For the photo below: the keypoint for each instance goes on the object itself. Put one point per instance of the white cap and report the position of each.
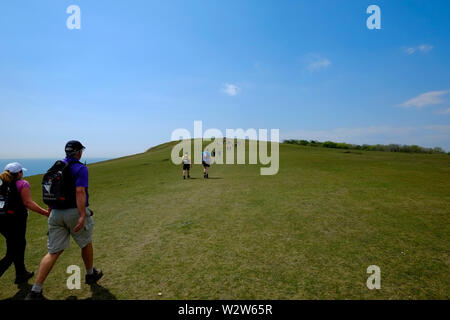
(14, 167)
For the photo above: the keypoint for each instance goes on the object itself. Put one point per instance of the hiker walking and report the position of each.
(206, 162)
(65, 189)
(186, 165)
(15, 199)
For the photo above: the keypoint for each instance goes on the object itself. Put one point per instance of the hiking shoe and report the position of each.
(33, 295)
(94, 277)
(23, 278)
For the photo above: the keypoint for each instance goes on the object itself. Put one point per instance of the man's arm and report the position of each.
(81, 205)
(30, 204)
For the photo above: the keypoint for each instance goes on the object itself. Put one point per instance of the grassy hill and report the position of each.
(309, 232)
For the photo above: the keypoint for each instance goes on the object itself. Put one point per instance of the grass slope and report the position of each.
(309, 232)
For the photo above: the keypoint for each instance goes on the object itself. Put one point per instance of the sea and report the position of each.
(40, 166)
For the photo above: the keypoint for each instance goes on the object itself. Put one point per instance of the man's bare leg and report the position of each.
(46, 265)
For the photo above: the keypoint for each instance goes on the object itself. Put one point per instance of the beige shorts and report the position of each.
(60, 227)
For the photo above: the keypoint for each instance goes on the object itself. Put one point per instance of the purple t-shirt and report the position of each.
(80, 175)
(21, 184)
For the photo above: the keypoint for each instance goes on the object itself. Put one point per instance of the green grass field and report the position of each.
(309, 232)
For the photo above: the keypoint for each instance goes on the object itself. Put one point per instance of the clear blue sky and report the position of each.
(137, 70)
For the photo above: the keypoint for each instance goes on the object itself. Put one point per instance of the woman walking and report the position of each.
(16, 199)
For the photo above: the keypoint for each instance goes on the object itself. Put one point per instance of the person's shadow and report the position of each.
(24, 288)
(98, 293)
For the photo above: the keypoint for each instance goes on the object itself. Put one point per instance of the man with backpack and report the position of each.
(186, 165)
(65, 190)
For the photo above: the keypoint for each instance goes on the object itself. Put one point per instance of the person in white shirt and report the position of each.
(206, 162)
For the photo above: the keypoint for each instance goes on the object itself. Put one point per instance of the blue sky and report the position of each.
(137, 70)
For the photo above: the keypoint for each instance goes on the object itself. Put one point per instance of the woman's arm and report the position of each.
(30, 204)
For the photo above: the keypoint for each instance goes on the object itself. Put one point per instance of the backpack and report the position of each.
(58, 186)
(9, 198)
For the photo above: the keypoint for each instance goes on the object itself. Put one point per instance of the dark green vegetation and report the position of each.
(309, 232)
(366, 147)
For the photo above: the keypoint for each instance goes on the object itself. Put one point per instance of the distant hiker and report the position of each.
(65, 189)
(206, 162)
(186, 165)
(15, 199)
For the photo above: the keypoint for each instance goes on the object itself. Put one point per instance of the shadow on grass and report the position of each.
(24, 288)
(98, 293)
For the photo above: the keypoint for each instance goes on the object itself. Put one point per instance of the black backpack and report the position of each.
(10, 201)
(58, 186)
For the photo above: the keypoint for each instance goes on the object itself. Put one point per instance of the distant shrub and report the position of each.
(366, 147)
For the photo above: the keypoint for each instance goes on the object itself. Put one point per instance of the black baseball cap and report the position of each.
(74, 146)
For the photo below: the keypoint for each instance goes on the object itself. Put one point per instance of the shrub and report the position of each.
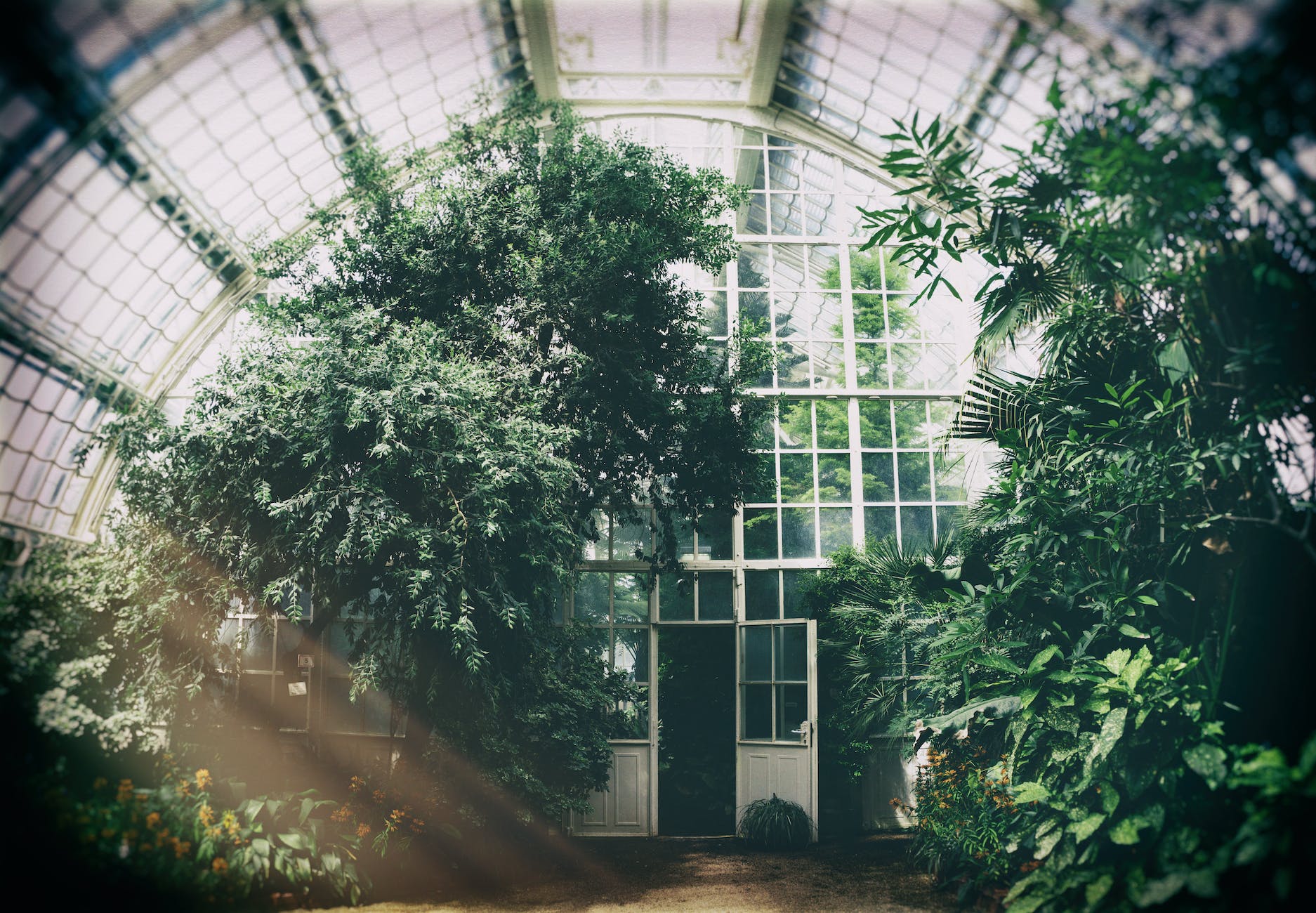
(965, 810)
(191, 837)
(775, 824)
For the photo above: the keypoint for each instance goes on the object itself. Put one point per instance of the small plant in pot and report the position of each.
(775, 824)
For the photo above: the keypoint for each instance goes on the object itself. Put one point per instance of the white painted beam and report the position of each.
(775, 19)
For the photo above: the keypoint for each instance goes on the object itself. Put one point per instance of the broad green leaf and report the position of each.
(1086, 828)
(1209, 762)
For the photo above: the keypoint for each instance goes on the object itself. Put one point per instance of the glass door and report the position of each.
(777, 708)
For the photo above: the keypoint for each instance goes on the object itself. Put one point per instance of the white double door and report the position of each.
(775, 735)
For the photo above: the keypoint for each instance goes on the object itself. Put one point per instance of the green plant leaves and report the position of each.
(1209, 762)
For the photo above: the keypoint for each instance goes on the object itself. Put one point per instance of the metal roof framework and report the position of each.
(146, 149)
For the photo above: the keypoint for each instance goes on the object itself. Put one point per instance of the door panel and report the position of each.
(624, 807)
(779, 756)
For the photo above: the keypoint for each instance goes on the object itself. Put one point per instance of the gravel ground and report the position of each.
(635, 874)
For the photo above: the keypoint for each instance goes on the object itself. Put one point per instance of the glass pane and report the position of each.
(791, 603)
(680, 539)
(798, 478)
(754, 313)
(793, 364)
(949, 520)
(341, 715)
(758, 654)
(878, 478)
(879, 523)
(874, 424)
(870, 364)
(915, 485)
(715, 598)
(902, 319)
(632, 539)
(757, 711)
(791, 653)
(713, 308)
(677, 598)
(715, 537)
(760, 595)
(798, 533)
(254, 699)
(940, 366)
(915, 528)
(258, 650)
(911, 424)
(950, 477)
(598, 550)
(760, 533)
(835, 524)
(751, 270)
(828, 364)
(596, 643)
(869, 317)
(631, 653)
(629, 598)
(793, 709)
(591, 599)
(763, 490)
(834, 420)
(632, 718)
(795, 425)
(378, 712)
(906, 366)
(941, 417)
(834, 477)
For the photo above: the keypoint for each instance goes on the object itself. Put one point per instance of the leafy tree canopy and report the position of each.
(480, 348)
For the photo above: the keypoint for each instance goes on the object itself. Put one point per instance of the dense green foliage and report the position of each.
(480, 349)
(1115, 591)
(775, 824)
(483, 345)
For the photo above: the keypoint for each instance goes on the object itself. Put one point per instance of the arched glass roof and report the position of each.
(146, 146)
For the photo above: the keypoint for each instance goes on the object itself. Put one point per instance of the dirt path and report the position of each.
(641, 875)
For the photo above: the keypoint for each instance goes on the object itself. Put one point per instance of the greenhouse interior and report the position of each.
(867, 440)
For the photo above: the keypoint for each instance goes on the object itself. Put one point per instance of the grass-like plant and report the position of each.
(775, 824)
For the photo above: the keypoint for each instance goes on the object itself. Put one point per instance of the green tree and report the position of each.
(482, 348)
(1149, 483)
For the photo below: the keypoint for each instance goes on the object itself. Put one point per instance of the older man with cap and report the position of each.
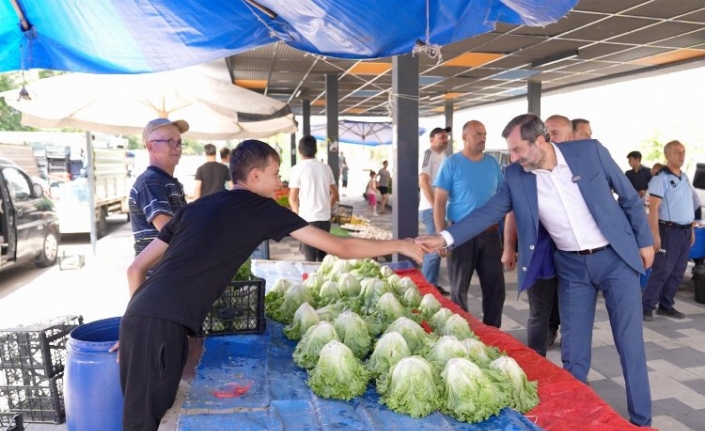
(156, 194)
(639, 175)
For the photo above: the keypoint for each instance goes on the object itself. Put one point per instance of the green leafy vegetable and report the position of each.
(338, 373)
(458, 326)
(429, 306)
(445, 349)
(411, 298)
(354, 333)
(327, 264)
(330, 311)
(389, 349)
(386, 272)
(410, 387)
(439, 319)
(309, 348)
(294, 296)
(416, 338)
(479, 352)
(468, 394)
(348, 285)
(304, 317)
(523, 394)
(329, 293)
(389, 309)
(371, 289)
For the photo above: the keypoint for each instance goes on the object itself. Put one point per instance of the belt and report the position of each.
(492, 228)
(679, 226)
(589, 250)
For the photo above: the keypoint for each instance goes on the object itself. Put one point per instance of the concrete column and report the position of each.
(306, 116)
(533, 94)
(293, 149)
(449, 123)
(405, 190)
(332, 122)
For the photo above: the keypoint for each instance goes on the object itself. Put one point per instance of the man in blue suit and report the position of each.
(562, 197)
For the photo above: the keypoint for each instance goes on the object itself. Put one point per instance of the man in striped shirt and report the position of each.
(430, 164)
(156, 194)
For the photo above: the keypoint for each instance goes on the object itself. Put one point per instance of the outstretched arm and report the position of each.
(150, 256)
(357, 248)
(294, 200)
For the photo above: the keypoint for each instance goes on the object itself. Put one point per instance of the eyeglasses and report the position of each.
(172, 143)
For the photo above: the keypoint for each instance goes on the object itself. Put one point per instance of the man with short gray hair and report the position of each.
(156, 195)
(211, 177)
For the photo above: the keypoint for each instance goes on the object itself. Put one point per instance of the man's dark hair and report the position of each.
(209, 149)
(578, 121)
(438, 130)
(248, 155)
(224, 153)
(308, 146)
(530, 128)
(634, 155)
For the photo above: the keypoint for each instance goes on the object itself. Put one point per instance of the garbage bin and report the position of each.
(699, 283)
(92, 378)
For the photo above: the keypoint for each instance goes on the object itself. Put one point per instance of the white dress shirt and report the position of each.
(562, 208)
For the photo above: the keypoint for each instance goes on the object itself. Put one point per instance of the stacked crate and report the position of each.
(32, 361)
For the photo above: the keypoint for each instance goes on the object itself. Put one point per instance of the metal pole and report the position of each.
(91, 189)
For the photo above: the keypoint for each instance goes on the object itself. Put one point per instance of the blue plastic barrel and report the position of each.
(92, 378)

• _Required action_
Write out only what runs from the line holding "eyeglasses and report the position of each." through the last line of the records, exactly as shown.

• _Solution_
For the photo above: the keypoint for each instance goes on the object itself. Put one point per instance of the eyeglasses and report the position of each.
(172, 143)
For the photo above: the keypoint for each instance goes on the object itself. Put one point per instance of the man with short gray hair and report the position of each.
(156, 195)
(211, 177)
For the photo above: the keypoint for each instance goes on the object itself. Put one point per instance of the man's dark hair and report the position of each.
(209, 149)
(578, 121)
(438, 130)
(248, 155)
(224, 153)
(308, 146)
(530, 128)
(634, 155)
For the photo above: the keypoint for each instance goes on the object itself. Put one point per instance of the garbage bin and report the position of each.
(699, 283)
(92, 378)
For the photo above: the keypoint for each instance goes on the object itself. Put one point per instance of the white dress shirt and report the position of each.
(562, 208)
For the photo above: the keypoint for each instance goes on the object itself. Put one point per instance of the stacked crate and report the position of each.
(32, 361)
For the photo above: the keypoint for each instance goes on the object itself. Put one point per instance of the metal pole and report the position of each.
(91, 189)
For the photo above: the keypoint for each instance goes on the object itself. Put one point per instance of the blue plastic barrel and report the position of each.
(92, 378)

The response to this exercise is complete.